[How to complete this task] Every record needs to be restated word for word.

[Region pointing data]
──────────────────────────────

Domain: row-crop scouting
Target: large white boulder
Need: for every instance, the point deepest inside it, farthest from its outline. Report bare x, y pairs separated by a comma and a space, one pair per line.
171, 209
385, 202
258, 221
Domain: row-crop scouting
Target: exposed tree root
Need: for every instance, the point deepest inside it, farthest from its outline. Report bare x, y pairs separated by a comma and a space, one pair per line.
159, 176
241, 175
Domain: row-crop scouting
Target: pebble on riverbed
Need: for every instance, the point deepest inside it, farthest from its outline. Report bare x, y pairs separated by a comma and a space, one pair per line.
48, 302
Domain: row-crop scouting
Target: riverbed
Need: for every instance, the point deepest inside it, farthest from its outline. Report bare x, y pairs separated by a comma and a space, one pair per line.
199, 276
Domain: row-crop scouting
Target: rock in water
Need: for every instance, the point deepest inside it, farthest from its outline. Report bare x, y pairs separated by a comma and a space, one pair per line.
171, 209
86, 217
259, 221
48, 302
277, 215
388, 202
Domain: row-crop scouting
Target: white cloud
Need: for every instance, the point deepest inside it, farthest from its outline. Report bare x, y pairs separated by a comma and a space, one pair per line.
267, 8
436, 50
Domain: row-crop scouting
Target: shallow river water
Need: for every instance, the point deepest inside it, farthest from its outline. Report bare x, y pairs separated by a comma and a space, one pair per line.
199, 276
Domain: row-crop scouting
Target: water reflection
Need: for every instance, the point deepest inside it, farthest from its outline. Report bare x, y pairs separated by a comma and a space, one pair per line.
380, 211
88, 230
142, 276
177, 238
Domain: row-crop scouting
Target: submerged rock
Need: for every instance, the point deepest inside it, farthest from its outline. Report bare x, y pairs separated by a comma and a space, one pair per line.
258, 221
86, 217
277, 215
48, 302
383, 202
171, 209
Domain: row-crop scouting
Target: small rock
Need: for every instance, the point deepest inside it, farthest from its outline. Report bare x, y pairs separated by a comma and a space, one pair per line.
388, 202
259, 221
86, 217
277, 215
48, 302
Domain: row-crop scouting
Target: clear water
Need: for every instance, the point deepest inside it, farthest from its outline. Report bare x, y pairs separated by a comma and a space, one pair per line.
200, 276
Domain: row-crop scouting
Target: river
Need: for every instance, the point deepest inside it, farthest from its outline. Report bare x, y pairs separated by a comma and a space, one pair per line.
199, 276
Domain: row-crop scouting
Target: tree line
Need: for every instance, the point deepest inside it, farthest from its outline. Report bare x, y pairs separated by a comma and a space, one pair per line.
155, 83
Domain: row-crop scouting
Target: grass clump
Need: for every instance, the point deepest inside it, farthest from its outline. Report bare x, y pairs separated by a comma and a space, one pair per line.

──────────────────────────────

[Response to this exercise]
Domain: row-crop scouting
Target: large white boulder
Need: for every instance, the point deepest inside it, farthest from its outline. Report bare x, y pairs separated by a comma and a space, one pair per line.
171, 209
385, 202
258, 221
Domain: row-crop scouting
Target: exposed tree root
Need: for every instance, the point deepest inside it, farthest from its outline. Report bare x, y pairs separated by a comma and a space, one pair per line.
159, 176
241, 175
Domain: row-crop scouting
Target: pebble on riverbed
Need: for every instance, the point deepest inside it, farthest from its outline. Report bare x, y pairs separated by a comma and a space, one pair per line.
48, 302
Domain: row-crop scouting
Target: riverbed
Need: for every instance, the point deepest inside it, farthest from its outline. Report bare x, y pairs separated by a comma and a space, one pair per line.
199, 276
Domain: row-crop scouting
Target: rock in water
Need: for every instance, the point deepest inside it, farthest from its outline. Report bare x, y pairs separated by a comma and a space, one pair per line.
171, 209
86, 217
259, 221
48, 302
277, 215
388, 202
Domain: row-crop scouting
Target: white cloud
Need: for every instance, the point deepest inside it, farthest from its outline. Report bare x, y pairs separated by a comma and a space, one pair per line.
267, 8
436, 50
Domain: row-crop scouting
Target: shallow river water
Need: for every instance, the point deepest inside it, farthest from its outline. Report bare x, y pairs separated by a comma and a space, one pair per line.
199, 276
Domain: row-crop scouting
Target: water reflection
Need: for every instance, the point deepest inside it, farthest from its outline. Report bare x, y pairs separated by a comma and a space, one pair per line.
380, 211
88, 230
142, 276
177, 238
Domain: row-crop scouting
Target: submerged rock
Need: for every instance, the point deepest inside it, farthest from its outline. Report bare x, y pairs separated by a comma and a space, one pair per line.
258, 221
86, 217
277, 215
48, 302
383, 202
171, 209
Domain: row-crop scouting
Target: small rock
Need: for every instance, the point deepest inside it, farthest from its outline. Report bare x, y pairs separated by a comma and a space, one pair per line.
388, 202
259, 221
86, 217
277, 215
48, 302
Domain: row-crop scouting
Target: clear water
Need: for every instance, the point deepest inside it, farthest from its outline. Report bare x, y pairs separated by a comma and a space, one pair per line.
200, 276
Domain: row-crop scouting
Target: river
Need: for every instance, the point deepest inside it, farthest from its outline. Report bare x, y pairs separated by a comma and a space, one pair per line.
199, 276
Domain: row-crop scouting
Target: tree line
Need: for every instance, the point deepest inside it, farthest from its outline. Report bare x, y pairs separated by a comma and a space, one pair per line.
155, 83
Domain: row-crop scouting
Target: grass clump
Need: for every instance, the point deepest inside it, farthest from its outline. Report bare x, y pairs separated by a comma and a space, one pair per line.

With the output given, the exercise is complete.